> **YOUR OBJECTIVE**:
Retype exactly the lines from the line with "Expected behaviour: place one point on the orange" to the end of the data, keeping both boundary lines.

> **INPUT**:
>>>
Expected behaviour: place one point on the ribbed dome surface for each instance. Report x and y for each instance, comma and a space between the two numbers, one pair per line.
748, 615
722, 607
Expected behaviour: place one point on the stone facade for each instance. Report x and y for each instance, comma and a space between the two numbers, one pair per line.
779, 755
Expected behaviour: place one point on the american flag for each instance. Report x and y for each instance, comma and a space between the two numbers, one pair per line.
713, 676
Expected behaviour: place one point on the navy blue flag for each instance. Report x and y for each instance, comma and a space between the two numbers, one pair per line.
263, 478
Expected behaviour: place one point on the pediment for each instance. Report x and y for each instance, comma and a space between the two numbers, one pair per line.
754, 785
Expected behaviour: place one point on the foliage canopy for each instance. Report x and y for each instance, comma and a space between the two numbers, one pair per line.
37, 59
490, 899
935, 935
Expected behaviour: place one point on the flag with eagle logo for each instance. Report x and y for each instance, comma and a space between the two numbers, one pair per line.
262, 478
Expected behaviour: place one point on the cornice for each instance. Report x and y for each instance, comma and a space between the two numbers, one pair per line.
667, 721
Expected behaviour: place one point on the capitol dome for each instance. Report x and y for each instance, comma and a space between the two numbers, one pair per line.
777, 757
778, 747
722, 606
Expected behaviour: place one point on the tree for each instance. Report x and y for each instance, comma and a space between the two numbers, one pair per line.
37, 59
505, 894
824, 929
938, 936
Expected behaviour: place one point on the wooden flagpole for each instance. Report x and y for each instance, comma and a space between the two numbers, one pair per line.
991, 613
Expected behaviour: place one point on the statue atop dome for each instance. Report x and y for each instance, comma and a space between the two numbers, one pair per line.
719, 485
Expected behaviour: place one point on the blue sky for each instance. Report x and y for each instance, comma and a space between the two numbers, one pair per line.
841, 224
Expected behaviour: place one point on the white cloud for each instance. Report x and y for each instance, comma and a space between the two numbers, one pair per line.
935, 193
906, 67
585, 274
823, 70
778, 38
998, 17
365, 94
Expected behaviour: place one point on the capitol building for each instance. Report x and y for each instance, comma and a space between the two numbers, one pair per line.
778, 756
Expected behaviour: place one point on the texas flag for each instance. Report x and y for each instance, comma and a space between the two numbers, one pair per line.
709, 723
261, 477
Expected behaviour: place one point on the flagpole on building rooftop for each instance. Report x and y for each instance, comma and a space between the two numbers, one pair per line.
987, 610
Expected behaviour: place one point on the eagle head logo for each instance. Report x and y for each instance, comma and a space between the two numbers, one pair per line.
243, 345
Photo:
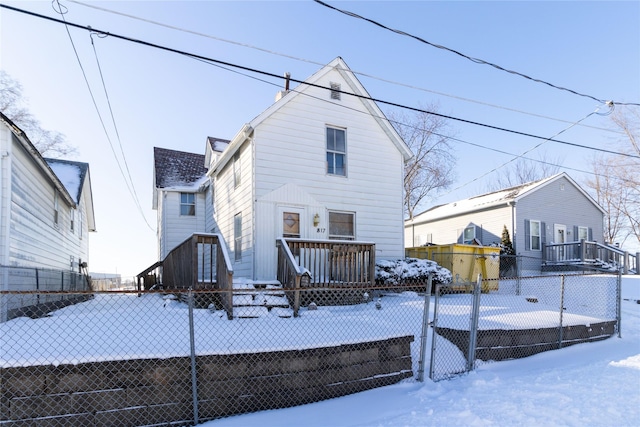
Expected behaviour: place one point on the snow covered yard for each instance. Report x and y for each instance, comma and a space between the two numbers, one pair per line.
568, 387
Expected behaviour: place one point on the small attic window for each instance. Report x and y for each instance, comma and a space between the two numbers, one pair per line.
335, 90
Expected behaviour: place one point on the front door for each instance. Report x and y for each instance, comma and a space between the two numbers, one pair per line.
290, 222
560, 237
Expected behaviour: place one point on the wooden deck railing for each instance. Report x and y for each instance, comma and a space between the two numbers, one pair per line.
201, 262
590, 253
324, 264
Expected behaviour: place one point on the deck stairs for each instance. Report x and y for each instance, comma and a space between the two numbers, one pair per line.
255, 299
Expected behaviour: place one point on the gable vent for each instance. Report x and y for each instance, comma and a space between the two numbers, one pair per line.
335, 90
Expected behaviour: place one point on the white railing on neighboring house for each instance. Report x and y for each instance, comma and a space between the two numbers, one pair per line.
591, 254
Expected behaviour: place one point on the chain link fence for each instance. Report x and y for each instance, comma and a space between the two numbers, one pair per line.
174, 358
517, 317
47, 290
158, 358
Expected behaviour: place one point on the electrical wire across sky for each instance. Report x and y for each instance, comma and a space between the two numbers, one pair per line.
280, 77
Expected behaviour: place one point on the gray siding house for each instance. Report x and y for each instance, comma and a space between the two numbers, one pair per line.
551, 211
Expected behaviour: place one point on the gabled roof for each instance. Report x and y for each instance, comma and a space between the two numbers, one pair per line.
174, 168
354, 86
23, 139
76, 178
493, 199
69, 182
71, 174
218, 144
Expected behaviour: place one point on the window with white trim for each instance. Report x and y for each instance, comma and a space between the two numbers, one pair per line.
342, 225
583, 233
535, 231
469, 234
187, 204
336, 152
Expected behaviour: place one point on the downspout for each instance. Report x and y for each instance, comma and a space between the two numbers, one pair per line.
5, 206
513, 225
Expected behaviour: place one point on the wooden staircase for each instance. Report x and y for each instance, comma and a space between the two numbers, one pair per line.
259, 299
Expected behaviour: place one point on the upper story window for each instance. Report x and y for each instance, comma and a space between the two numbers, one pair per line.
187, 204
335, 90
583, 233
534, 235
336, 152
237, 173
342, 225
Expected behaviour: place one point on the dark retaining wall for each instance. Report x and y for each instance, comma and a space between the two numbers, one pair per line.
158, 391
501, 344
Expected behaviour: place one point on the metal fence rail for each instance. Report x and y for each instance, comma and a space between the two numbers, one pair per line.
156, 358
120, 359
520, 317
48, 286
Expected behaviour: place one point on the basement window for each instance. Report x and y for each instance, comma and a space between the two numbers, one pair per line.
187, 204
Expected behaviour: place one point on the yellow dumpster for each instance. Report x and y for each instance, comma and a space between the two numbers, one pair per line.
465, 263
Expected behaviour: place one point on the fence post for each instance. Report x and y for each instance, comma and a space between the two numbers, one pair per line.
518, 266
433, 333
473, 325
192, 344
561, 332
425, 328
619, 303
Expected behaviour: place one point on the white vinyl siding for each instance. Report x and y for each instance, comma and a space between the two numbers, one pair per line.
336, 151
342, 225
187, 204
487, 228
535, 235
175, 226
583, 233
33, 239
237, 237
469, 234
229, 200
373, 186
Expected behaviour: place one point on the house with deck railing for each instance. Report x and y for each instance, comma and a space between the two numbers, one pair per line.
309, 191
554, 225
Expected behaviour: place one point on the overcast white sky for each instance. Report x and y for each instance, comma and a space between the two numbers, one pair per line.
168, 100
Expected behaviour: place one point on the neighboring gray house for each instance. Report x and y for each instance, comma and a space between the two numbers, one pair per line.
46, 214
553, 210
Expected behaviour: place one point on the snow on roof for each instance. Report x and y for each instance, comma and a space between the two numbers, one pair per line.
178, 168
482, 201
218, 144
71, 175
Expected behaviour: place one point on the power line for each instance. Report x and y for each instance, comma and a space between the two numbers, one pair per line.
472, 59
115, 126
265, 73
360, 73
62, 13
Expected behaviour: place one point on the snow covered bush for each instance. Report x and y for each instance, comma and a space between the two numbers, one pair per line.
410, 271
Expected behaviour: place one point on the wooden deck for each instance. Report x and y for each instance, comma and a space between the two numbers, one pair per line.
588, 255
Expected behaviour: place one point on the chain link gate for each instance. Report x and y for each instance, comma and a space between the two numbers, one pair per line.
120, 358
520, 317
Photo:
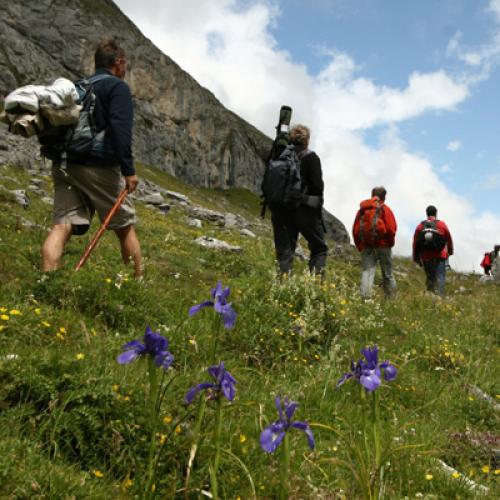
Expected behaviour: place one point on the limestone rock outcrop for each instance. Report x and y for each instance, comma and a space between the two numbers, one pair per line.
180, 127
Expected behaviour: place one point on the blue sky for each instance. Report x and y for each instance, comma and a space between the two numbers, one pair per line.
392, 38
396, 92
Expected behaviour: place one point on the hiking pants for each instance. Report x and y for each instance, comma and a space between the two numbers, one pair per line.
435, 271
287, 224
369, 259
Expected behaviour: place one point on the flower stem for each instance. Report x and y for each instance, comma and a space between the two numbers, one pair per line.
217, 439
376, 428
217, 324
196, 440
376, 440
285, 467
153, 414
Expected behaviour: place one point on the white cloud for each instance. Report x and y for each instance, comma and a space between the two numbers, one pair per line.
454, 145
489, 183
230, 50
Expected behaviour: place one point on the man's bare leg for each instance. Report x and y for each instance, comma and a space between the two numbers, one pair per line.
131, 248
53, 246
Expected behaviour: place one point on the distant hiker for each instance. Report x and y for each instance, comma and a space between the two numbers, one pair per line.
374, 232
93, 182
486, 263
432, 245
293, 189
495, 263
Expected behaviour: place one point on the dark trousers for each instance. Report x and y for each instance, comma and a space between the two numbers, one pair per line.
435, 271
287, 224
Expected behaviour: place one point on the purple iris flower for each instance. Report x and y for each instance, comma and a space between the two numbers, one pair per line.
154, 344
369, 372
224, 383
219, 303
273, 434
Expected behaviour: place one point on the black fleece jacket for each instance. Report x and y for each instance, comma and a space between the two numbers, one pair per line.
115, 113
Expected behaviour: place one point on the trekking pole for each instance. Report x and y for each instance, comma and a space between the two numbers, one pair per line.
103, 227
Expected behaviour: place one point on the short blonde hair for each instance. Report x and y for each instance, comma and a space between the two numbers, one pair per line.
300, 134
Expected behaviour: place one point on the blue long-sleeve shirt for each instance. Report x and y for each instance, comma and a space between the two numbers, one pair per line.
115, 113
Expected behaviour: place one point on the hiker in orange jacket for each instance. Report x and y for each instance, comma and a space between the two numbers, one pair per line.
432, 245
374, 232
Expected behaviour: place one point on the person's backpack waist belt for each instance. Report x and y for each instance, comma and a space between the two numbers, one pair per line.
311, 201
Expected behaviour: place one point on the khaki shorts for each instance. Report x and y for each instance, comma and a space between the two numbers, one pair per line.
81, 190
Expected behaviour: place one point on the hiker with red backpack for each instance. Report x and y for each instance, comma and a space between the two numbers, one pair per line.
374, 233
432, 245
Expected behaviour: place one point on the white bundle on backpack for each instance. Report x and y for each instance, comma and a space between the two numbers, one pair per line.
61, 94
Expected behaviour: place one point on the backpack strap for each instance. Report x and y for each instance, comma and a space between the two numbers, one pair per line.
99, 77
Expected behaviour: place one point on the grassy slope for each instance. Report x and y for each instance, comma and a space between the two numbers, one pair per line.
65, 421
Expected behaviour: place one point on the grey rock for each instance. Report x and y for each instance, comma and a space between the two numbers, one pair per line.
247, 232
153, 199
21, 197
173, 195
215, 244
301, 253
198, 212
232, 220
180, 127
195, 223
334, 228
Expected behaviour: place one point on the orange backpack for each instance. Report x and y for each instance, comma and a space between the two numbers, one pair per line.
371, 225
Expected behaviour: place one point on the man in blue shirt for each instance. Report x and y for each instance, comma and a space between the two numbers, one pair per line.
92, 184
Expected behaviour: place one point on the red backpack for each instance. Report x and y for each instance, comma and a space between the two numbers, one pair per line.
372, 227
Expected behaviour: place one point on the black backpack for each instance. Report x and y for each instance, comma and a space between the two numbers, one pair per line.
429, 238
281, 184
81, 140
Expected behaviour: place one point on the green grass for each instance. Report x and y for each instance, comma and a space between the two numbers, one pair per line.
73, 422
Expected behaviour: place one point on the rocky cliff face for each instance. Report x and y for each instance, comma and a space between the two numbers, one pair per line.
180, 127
<<<
> **REPLY**:
Expected behaviour: place one point on the orange backpack for each instance. Report x and y for each instance, comma and a space between the two numbers, one pair per line.
371, 225
Expected behaviour: place one point on the man in blue shirt for each instance. Report x and y for each instance, comma and a space between the two numbers, one pair per line.
92, 184
Expected behaviour: place one point on the red backpack for each instance. Report x and y for each instance, comma and a space between the two numbers, one pair per line.
372, 227
Expected behaviour: place one point on the black backpack for each instance. Report x and y for each instance, comma and a space between the two numbers, one pair per line.
429, 238
281, 184
81, 140
Expected behaviour: place one point on the green grass for each instance. Report x and y for each instance, comma and a space between the two numbers, one pair per line.
73, 422
Expected behaviour: place one point on the rocky cliff face for each instance. Report x and y for each instance, comma and a space between the two numbers, one pair per line.
180, 127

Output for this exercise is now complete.